▶ Referring expression data:
· · ·

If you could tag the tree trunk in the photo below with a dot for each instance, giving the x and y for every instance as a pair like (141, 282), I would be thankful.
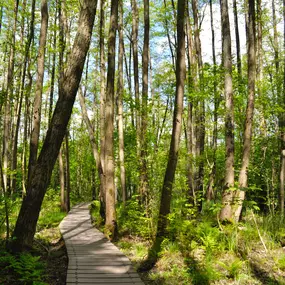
(243, 175)
(135, 24)
(120, 91)
(51, 94)
(210, 189)
(226, 212)
(27, 220)
(68, 190)
(61, 180)
(192, 70)
(200, 111)
(282, 127)
(237, 39)
(102, 110)
(35, 135)
(164, 209)
(144, 108)
(111, 224)
(9, 98)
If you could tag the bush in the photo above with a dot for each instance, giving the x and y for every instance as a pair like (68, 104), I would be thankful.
(132, 219)
(24, 268)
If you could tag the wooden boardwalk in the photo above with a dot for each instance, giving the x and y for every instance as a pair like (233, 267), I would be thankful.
(92, 258)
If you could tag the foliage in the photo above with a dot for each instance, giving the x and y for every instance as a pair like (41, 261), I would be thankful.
(24, 268)
(50, 215)
(132, 219)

· · ·

▶ Work instructions: Please write the data out again exactly, but do not carry over the pictures.

▶ Answer section:
If you could tag the tree trunk in the photo below with a dot for each instance, giving the x and y for every instance as a pair like (141, 282), I would be thankful.
(243, 175)
(135, 24)
(120, 91)
(51, 94)
(210, 189)
(226, 212)
(27, 220)
(68, 190)
(61, 180)
(192, 70)
(200, 111)
(282, 127)
(237, 39)
(102, 110)
(35, 135)
(164, 209)
(144, 108)
(111, 224)
(9, 98)
If you could tag the bush in the photo above with a dot for each instance, giving the x and y for every instance as a pair like (68, 104), I would be thankful.
(132, 219)
(24, 268)
If you could tag the wooden boardwalk in the photo above with a dot for each instance, giving the x and y for every instance as a pair like (233, 267), I would be thankful.
(92, 258)
If you could tag the foliage in the photo above with a dot for each instance, giving the x and y for every instance as a pair like (41, 261), I would be thankful.
(24, 268)
(50, 215)
(132, 219)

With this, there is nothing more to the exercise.